Region pointing data
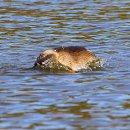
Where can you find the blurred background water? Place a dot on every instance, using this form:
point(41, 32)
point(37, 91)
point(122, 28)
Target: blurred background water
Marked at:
point(32, 99)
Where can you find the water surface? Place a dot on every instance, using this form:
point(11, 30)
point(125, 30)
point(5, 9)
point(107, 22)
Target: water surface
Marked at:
point(32, 99)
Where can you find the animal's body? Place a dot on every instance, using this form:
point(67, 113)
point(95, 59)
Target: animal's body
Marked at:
point(73, 57)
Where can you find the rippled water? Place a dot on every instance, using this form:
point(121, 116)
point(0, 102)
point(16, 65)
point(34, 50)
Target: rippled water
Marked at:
point(32, 99)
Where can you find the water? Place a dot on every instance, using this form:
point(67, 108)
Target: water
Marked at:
point(33, 99)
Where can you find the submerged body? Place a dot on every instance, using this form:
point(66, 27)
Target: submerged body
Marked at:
point(72, 58)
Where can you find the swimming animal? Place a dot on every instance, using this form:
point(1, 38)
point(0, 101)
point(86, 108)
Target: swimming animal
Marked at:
point(71, 58)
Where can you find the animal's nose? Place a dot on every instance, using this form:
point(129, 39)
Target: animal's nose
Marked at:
point(41, 55)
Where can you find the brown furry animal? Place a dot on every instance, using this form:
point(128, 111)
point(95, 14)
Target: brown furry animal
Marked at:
point(72, 58)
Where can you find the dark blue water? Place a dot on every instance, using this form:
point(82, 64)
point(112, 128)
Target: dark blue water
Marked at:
point(33, 99)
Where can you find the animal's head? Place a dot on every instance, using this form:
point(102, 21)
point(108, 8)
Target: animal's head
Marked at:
point(46, 58)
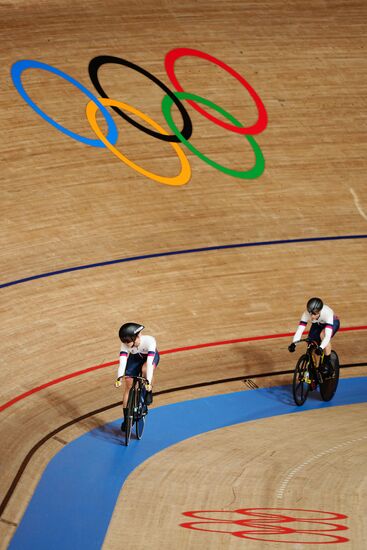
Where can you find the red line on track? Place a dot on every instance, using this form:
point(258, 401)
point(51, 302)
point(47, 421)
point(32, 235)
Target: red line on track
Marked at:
point(22, 396)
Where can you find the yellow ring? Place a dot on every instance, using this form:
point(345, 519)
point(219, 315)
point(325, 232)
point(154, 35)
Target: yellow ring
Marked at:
point(182, 178)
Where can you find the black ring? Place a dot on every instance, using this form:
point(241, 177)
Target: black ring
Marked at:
point(100, 60)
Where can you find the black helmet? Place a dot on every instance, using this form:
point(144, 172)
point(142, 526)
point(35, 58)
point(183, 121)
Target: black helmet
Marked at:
point(129, 331)
point(314, 304)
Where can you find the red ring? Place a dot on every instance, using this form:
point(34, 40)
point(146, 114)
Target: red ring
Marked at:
point(262, 121)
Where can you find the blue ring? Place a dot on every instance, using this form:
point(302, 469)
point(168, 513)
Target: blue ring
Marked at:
point(16, 72)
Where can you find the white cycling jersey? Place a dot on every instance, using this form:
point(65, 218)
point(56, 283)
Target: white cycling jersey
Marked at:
point(326, 318)
point(147, 347)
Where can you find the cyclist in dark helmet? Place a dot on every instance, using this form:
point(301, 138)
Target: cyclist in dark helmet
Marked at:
point(138, 354)
point(324, 325)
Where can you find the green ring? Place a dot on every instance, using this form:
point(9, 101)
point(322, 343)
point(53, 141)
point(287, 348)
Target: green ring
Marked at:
point(253, 173)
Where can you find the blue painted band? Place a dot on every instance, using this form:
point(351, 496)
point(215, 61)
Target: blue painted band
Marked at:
point(74, 501)
point(178, 252)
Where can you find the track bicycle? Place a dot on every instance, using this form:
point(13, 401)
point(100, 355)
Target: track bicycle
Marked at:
point(136, 408)
point(308, 375)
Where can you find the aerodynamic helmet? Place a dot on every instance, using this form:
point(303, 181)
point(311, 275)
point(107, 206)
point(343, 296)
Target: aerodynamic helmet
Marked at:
point(129, 331)
point(314, 305)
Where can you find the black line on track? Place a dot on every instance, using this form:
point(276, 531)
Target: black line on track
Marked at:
point(54, 432)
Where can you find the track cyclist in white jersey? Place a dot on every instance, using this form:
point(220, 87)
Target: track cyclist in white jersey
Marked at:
point(138, 356)
point(324, 325)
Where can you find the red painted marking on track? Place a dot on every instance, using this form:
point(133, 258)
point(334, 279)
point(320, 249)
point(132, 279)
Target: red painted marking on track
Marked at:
point(164, 352)
point(288, 525)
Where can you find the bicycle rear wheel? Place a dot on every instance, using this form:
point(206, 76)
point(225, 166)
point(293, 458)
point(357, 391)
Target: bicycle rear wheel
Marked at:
point(300, 386)
point(330, 383)
point(129, 420)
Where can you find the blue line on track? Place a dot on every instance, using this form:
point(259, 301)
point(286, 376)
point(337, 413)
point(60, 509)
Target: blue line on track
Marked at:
point(177, 252)
point(74, 501)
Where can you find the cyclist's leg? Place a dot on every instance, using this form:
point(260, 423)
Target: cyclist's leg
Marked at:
point(149, 395)
point(132, 369)
point(327, 351)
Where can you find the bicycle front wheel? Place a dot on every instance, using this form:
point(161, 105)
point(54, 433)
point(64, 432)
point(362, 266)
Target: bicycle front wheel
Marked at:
point(129, 421)
point(301, 381)
point(330, 383)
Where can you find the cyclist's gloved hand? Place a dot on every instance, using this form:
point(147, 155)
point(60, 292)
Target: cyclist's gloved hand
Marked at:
point(292, 347)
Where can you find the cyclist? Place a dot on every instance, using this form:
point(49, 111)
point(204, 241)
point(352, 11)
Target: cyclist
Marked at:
point(138, 354)
point(324, 325)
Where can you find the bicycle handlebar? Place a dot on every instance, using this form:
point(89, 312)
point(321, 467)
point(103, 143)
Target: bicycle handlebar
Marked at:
point(308, 340)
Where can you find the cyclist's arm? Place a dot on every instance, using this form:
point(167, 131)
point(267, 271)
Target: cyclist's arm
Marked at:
point(301, 327)
point(150, 366)
point(329, 318)
point(122, 365)
point(327, 337)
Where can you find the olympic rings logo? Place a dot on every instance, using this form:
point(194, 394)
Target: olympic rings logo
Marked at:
point(153, 128)
point(293, 526)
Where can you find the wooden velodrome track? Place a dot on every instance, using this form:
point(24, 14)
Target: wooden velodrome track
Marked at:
point(77, 225)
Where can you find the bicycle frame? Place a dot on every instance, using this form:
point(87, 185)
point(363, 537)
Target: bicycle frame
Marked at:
point(307, 375)
point(135, 406)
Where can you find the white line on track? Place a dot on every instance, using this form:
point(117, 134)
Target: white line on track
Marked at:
point(296, 470)
point(356, 202)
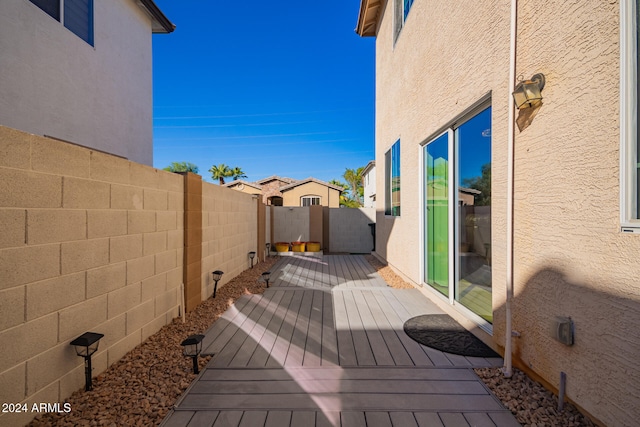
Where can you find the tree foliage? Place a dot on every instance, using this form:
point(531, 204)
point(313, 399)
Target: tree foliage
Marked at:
point(354, 179)
point(182, 167)
point(481, 183)
point(237, 173)
point(220, 172)
point(353, 192)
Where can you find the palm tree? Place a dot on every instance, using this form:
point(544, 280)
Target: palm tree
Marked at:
point(344, 196)
point(220, 172)
point(182, 167)
point(354, 179)
point(237, 173)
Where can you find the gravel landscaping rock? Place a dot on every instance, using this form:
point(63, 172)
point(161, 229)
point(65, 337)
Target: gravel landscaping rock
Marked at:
point(140, 389)
point(531, 403)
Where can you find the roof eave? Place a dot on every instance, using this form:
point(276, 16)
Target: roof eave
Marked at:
point(160, 24)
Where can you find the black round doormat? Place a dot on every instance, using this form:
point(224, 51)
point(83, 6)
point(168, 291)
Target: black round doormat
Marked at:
point(442, 332)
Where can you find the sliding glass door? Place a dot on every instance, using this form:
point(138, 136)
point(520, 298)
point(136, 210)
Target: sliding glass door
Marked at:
point(457, 213)
point(436, 155)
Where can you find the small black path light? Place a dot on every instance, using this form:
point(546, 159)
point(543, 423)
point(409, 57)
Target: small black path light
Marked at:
point(87, 344)
point(192, 347)
point(216, 277)
point(266, 276)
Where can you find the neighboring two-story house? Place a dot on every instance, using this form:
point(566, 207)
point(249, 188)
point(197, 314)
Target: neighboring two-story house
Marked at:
point(521, 223)
point(279, 191)
point(81, 71)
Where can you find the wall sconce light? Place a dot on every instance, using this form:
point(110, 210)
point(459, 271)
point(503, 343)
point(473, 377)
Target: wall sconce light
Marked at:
point(266, 276)
point(216, 277)
point(528, 93)
point(87, 344)
point(191, 347)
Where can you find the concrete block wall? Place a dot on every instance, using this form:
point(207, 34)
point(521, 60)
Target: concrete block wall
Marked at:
point(229, 233)
point(349, 230)
point(290, 224)
point(88, 242)
point(337, 229)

Exercise requirements
In these entries, please give the number of lines holding the string "small" and nothing more.

Result for this exercise
2